### Your instructions
Please count the lines below that hold the word "mountain" and give the count without any other text.

### Data shown
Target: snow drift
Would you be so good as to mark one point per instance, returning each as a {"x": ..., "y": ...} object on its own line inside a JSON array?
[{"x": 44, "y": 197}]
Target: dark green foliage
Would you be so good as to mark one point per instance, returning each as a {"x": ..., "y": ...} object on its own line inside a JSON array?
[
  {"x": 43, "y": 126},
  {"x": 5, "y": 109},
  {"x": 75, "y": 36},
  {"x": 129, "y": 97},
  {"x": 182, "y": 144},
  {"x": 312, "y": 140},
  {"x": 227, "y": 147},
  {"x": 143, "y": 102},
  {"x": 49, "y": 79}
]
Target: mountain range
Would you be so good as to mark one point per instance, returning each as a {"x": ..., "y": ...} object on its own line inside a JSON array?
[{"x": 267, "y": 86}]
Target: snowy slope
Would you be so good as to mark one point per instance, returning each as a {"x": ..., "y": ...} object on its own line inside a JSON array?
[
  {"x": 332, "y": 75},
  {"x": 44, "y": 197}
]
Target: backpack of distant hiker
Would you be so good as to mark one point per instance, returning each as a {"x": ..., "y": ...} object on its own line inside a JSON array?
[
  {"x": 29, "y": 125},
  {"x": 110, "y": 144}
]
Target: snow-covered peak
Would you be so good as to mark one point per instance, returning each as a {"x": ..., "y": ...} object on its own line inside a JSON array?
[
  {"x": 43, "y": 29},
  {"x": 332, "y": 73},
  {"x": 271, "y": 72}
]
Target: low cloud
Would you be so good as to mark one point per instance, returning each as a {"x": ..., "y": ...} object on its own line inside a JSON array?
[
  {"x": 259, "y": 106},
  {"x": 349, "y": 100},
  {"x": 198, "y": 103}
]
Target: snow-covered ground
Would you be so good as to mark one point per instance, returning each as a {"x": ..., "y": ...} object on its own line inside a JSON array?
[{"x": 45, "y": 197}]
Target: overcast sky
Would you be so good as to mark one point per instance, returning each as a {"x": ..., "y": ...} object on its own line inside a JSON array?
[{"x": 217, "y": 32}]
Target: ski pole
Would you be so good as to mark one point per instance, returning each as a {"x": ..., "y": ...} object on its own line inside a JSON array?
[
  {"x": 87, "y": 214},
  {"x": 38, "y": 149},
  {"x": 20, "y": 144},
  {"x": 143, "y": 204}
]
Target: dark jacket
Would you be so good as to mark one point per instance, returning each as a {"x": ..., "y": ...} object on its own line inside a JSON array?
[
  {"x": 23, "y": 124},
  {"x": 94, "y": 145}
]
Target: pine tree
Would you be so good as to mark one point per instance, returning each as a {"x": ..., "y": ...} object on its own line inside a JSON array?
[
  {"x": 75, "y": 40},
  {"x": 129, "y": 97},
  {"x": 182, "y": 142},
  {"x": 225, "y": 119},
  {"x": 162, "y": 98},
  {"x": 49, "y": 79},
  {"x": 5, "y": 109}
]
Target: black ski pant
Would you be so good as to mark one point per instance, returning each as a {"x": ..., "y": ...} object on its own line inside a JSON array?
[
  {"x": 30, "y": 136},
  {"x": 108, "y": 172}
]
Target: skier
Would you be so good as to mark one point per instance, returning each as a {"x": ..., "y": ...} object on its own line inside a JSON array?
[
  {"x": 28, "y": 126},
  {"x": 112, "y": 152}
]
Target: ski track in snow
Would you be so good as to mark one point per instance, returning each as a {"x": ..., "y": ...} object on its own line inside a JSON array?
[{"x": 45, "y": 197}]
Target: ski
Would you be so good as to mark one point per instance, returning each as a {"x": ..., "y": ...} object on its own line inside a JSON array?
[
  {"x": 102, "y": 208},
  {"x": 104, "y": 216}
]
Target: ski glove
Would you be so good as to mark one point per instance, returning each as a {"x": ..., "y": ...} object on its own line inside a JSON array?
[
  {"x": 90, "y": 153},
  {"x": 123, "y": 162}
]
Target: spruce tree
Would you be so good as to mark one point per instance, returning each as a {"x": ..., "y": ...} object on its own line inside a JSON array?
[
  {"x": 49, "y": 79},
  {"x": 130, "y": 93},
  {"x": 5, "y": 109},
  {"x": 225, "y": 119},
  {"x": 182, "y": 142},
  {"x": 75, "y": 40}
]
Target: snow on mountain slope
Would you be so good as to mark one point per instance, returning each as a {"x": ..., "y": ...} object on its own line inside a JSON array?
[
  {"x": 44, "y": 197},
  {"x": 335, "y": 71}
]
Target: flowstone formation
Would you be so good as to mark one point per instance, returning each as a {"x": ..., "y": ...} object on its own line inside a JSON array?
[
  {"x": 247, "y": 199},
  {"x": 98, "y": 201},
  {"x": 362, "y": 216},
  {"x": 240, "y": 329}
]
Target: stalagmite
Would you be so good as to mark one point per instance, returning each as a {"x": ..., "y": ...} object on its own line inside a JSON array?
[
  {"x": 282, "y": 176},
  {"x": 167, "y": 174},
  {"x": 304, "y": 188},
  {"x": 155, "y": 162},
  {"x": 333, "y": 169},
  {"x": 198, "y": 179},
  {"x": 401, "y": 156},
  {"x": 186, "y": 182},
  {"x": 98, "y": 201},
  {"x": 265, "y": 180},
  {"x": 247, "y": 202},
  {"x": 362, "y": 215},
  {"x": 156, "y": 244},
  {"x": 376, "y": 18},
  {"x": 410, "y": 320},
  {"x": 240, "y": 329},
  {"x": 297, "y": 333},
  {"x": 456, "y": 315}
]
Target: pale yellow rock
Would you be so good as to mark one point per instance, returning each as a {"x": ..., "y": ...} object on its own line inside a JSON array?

### Reply to the exercise
2